Data under study ->

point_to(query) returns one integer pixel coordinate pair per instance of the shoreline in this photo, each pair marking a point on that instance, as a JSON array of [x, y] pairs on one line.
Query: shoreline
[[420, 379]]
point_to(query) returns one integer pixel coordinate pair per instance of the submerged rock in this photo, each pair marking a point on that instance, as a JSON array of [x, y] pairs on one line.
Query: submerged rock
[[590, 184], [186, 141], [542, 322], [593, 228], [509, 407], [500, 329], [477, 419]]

* * *

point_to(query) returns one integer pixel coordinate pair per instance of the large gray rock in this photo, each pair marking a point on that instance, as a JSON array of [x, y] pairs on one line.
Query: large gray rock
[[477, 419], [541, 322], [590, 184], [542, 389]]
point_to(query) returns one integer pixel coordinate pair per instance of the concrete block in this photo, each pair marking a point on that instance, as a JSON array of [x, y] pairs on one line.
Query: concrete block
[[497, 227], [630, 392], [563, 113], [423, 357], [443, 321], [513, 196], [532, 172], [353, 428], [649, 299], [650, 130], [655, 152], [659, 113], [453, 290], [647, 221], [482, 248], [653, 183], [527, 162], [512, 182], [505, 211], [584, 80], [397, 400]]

Task directions -> There is a line with "of the shoreline" and a line with "of the submerged" above. Copy exactly those two lines and all lines between them, with nothing else.

Answer to this problem ->
point_to(query) returns one integer pixel coordinate pair per instance of the shoreline in this photo, each pair marking a point on that instance, as a JSON array of [x, y] pairs on one line.
Query: shoreline
[[420, 379]]
point_to(query) returns one integer pixel coordinate pair per instance of the submerged rock in this photo, each pair marking a point on that instance, as a JSON array of [x, y] pairs on one line.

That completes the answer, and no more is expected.